# Task requirements
Copy the lines from the one that has "In this exercise you will indicate every instance of the book" through the one that has "<point>141,315</point>", and switch every "one pin apiece" to "a single marker each". Leave everything else in them as it is.

# Recorded data
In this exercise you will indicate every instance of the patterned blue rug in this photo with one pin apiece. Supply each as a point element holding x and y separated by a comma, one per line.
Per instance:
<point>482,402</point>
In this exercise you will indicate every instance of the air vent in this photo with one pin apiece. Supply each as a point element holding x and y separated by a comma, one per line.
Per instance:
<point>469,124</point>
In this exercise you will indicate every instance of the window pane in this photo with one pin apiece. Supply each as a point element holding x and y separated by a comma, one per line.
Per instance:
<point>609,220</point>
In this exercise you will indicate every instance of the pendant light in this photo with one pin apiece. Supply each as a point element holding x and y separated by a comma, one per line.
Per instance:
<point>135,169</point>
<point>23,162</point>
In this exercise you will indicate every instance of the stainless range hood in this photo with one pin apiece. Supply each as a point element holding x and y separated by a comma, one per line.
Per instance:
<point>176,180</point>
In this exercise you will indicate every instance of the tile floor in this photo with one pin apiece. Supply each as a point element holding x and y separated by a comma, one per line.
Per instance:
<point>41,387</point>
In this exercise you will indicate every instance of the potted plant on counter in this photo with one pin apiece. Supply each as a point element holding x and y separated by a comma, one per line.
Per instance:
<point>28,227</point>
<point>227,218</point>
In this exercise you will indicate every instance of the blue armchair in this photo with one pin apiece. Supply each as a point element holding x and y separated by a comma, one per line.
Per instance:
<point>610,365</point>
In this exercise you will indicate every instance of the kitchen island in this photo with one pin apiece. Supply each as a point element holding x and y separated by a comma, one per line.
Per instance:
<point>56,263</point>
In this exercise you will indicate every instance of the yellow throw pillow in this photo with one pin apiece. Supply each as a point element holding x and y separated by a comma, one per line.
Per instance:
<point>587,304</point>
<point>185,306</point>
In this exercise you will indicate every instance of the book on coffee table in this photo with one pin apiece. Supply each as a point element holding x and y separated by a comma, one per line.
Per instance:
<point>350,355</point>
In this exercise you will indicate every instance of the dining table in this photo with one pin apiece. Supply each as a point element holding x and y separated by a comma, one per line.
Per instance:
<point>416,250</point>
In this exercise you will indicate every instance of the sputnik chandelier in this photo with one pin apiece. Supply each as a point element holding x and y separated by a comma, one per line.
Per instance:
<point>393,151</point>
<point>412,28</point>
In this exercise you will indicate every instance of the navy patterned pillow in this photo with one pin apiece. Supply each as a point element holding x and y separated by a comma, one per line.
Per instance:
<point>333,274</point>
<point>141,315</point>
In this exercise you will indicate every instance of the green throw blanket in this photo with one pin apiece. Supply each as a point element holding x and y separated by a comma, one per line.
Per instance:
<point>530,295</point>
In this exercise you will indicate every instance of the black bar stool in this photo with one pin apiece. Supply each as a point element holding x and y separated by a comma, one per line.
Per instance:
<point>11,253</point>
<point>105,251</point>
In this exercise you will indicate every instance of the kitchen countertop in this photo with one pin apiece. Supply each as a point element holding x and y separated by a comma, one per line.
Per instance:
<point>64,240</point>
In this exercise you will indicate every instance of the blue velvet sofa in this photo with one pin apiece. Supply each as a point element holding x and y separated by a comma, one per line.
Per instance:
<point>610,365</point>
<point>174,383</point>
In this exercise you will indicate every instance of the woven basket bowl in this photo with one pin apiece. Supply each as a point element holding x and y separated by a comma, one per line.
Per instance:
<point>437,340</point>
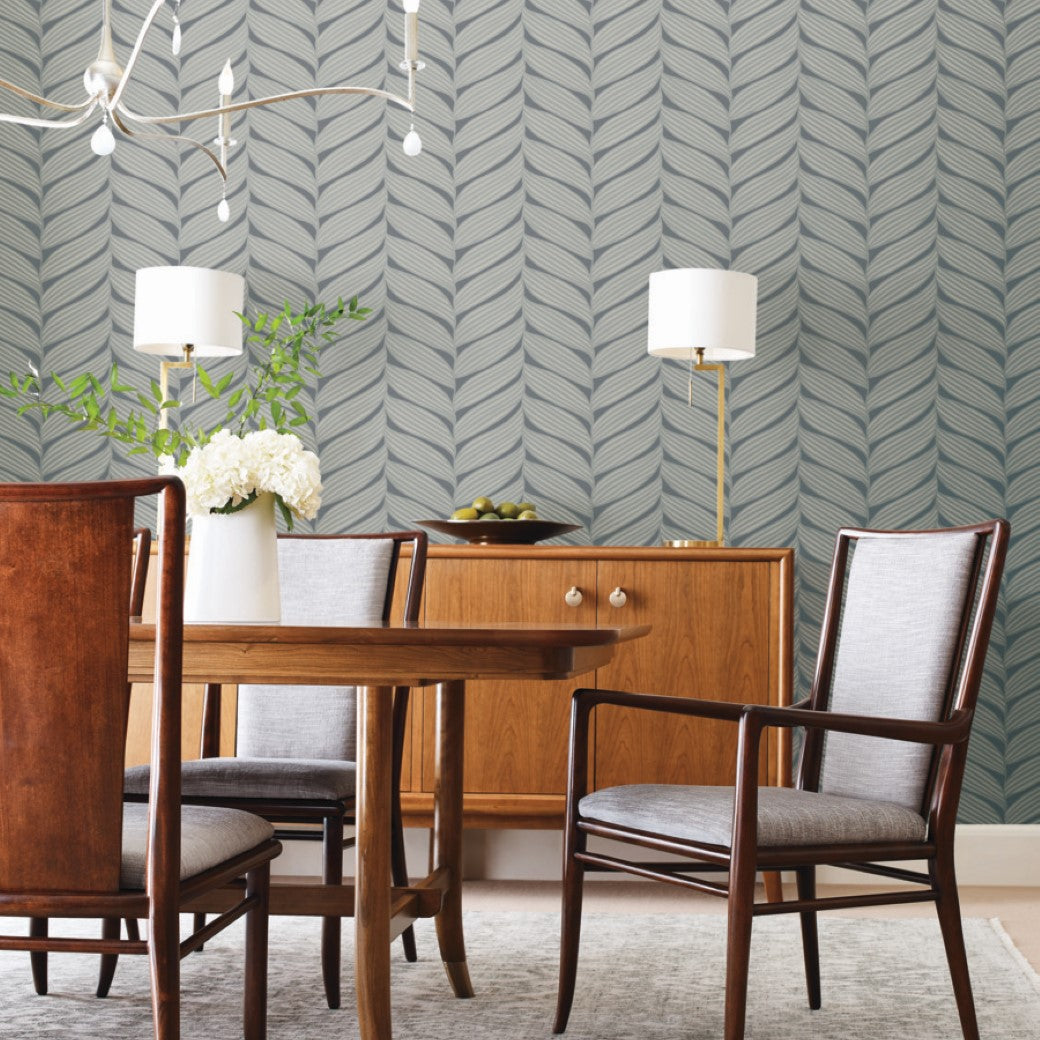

# Answer to the problem
In this exercise you will indicate every instance of the book on coffee table in this photo with a single marker each. Supply each as a point element holding x and y separated by a comma, one per line.
Per instance:
<point>350,355</point>
In this exercise you will indicate every instance of the dining table in this photo with a single marker each. Supply each as a point element holding x and y separated by a comma, one per line.
Per instance:
<point>416,250</point>
In this exercise you will indicate every instance of the sputnik chandelier in this photo with a single marker each. Supply each as a point element holding x and y separated by a comma, one per line.
Per instance:
<point>393,151</point>
<point>412,28</point>
In this exercise you will indicate every instance of the navy patterned pillow in this photo with a single marker each. Supply each as a point element holding x and y separated by a comma, one per line.
Per instance:
<point>333,274</point>
<point>141,315</point>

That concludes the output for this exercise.